Problem to solve
Copy the entries word for word, from their first line through the line that contains "181 103 L 169". Leave the pictures out.

Data lines
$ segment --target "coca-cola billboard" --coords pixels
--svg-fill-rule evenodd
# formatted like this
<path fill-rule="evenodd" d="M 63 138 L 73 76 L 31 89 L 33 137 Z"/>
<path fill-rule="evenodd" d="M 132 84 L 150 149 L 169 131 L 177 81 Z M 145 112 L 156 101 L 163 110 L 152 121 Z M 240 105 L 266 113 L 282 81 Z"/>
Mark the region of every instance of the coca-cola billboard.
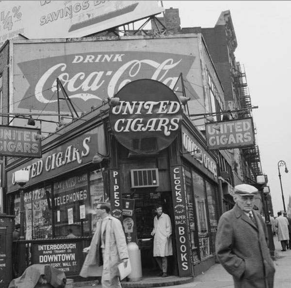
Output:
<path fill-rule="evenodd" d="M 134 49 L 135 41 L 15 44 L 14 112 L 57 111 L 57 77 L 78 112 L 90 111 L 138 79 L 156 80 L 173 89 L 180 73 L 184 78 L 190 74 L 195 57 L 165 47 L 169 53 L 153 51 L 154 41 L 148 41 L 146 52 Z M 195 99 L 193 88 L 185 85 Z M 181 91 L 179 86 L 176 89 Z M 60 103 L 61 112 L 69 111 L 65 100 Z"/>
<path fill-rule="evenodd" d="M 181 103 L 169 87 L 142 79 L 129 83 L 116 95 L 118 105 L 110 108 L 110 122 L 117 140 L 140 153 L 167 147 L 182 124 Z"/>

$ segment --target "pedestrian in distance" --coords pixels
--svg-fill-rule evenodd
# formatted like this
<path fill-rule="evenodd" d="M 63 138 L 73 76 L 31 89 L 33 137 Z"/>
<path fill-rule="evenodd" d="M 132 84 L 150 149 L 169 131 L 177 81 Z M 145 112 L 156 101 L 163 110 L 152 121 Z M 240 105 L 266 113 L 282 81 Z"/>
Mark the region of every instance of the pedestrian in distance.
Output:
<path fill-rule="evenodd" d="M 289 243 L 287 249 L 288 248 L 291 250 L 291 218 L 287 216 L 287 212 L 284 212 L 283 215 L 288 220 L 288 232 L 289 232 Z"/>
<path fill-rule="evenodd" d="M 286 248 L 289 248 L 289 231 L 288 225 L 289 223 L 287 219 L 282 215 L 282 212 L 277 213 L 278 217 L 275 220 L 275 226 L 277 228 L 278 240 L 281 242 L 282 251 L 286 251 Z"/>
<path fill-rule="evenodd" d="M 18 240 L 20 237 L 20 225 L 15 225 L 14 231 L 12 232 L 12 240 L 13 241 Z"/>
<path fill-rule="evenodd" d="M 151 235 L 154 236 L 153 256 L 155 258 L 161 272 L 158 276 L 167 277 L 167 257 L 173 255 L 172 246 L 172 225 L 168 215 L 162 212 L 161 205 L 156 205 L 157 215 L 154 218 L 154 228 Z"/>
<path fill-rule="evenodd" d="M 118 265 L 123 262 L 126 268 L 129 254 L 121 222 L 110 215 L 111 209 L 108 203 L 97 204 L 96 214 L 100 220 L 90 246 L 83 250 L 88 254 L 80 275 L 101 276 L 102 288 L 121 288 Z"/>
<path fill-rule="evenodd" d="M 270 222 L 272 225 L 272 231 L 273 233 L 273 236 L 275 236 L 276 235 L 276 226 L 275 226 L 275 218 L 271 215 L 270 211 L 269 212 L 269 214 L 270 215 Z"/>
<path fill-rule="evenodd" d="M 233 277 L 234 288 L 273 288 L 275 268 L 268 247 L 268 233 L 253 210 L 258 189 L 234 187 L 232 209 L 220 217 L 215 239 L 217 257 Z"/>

The answer
$ segment --target "coca-cola billboard" --coords pixels
--svg-fill-rule evenodd
# formatted like this
<path fill-rule="evenodd" d="M 63 138 L 73 76 L 31 89 L 33 137 Z"/>
<path fill-rule="evenodd" d="M 132 84 L 150 149 L 169 131 L 177 81 Z M 145 112 L 156 101 L 163 110 L 152 121 Z M 240 105 L 266 113 L 282 81 Z"/>
Mark the region of every instance of the coca-cola billboard.
Output:
<path fill-rule="evenodd" d="M 134 49 L 135 41 L 15 44 L 14 112 L 57 111 L 57 77 L 78 112 L 90 111 L 138 79 L 156 80 L 173 89 L 180 73 L 184 78 L 190 74 L 195 57 L 165 47 L 169 53 L 153 51 L 154 41 L 148 41 L 146 52 Z M 195 99 L 193 88 L 185 85 Z M 181 91 L 179 86 L 176 89 Z M 60 103 L 61 112 L 69 111 L 65 100 Z"/>
<path fill-rule="evenodd" d="M 181 103 L 169 87 L 142 79 L 129 83 L 116 95 L 118 105 L 110 108 L 110 122 L 117 140 L 140 153 L 167 147 L 182 124 Z"/>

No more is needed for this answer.